__AUFGABEN__:
A. Nenne alle Eigennamen von Personen, Firmen, Spielen und Spielkonsolen, die im Ausgangstext vorkommen.
B. Schreibe den Ausgangstext von „Patriotismus und Ehre“ bis einschließlich „selbst besessen habe.“ erneut ab und ersetze dabei „Ubi Soft“ durch „Ubisoft“.

__AUSGANGSTEXT__:
==============================

Patriotismus und Ehre sind zwei der Hauptbestandteile der Werke des amerikanischen Romanautors Tom Clancy. Und obwohl seine Romane aufgrund stereotyper Feindbilder und der Verherrlichung des U.S. Militärs oft auf heftige Kritik stoßen, finden sie doch reißenden Absatz. Schon vor einigen Jahren hat der Publisher Ubi Soft bemerkt, dass sich Clancy’s kriegerische Szenarien wunderbar in einem Videospiel verwursten lassen, und erwarb für viel Geld die Exklusivrechte an Clancy’s Namen und Material. Es folgten einige mittelmäßige, aber recht erfolgreiche Taktikshooter, von denen ich die Episode „Roque Spears“ auf Dreamcast selbst besessen habe.

==============================

__BEREITGESTELLTE DATEN__:
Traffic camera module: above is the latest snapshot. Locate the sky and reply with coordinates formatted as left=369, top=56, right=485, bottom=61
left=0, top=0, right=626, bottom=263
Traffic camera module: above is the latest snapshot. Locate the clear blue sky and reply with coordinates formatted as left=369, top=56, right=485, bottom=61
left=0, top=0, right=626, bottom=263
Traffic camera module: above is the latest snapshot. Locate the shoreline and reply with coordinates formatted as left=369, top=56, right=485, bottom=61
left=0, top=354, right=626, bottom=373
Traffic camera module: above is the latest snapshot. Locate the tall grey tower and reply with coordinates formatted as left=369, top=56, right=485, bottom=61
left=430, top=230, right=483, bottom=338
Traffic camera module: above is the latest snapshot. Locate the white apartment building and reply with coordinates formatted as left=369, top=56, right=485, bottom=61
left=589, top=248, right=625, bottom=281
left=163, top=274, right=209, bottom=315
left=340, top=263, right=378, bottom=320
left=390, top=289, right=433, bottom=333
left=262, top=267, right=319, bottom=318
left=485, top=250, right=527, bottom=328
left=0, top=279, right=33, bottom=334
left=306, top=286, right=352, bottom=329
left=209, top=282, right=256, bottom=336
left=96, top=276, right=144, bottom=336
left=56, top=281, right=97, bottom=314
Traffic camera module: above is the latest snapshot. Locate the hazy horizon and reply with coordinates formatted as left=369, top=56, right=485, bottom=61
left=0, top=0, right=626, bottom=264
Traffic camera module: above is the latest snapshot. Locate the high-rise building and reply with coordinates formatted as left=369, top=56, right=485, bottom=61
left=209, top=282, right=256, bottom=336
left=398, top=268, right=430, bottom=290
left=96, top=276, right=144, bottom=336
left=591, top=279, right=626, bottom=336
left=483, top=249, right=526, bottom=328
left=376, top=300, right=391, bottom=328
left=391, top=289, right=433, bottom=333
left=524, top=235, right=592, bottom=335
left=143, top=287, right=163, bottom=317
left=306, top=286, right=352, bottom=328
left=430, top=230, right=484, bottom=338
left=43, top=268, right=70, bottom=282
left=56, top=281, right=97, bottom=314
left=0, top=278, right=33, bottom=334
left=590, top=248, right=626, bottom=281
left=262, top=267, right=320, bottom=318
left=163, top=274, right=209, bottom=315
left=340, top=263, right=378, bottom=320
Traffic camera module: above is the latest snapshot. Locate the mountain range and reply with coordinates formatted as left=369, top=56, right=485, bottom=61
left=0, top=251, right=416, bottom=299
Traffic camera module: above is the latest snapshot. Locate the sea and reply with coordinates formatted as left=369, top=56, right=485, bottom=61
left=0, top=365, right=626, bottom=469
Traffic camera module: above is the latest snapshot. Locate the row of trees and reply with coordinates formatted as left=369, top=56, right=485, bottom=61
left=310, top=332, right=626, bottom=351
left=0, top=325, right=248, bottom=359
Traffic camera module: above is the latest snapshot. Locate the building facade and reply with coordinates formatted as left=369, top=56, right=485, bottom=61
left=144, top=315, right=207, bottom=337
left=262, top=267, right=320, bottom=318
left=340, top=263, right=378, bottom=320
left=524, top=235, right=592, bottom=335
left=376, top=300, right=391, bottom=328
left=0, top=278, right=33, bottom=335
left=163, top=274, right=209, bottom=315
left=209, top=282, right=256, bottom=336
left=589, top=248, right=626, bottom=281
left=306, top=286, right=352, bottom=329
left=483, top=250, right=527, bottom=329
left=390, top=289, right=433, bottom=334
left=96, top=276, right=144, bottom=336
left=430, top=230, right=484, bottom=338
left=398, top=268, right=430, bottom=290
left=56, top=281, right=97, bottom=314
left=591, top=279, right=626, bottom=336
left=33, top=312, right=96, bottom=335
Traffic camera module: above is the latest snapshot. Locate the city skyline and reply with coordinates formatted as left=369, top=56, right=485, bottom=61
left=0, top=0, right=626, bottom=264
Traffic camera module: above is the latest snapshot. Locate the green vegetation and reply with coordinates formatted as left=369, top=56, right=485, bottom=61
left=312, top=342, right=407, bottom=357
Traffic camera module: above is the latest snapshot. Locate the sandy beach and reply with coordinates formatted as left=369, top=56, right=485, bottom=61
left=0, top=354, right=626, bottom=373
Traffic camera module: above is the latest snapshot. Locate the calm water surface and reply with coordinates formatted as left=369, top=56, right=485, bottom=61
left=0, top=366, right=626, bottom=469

==============================

__ERWARTETE ANTWORTEN__:
A. Der Ausgangstext nennt Tom Clancy, Ubi Soft, Roque Spears und Dreamcast.

B.
Patriotismus und Ehre sind zwei der Hauptbestandteile der Werke des amerikanischen Romanautors Tom Clancy. Und obwohl seine Romane aufgrund stereotyper Feindbilder und der Verherrlichung des U.S. Militärs oft auf heftige Kritik stoßen, finden sie doch reißenden Absatz. Schon vor einigen Jahren hat der Publisher Ubisoft bemerkt, dass sich Clancy’s kriegerische Szenarien wunderbar in einem Videospiel verwursten lassen, und erwarb für viel Geld die Exklusivrechte an Clancy’s Namen und Material. Es folgten einige mittelmäßige, aber recht erfolgreiche Taktikshooter, von denen ich die Episode „Roque Spears“ auf Dreamcast selbst besessen habe.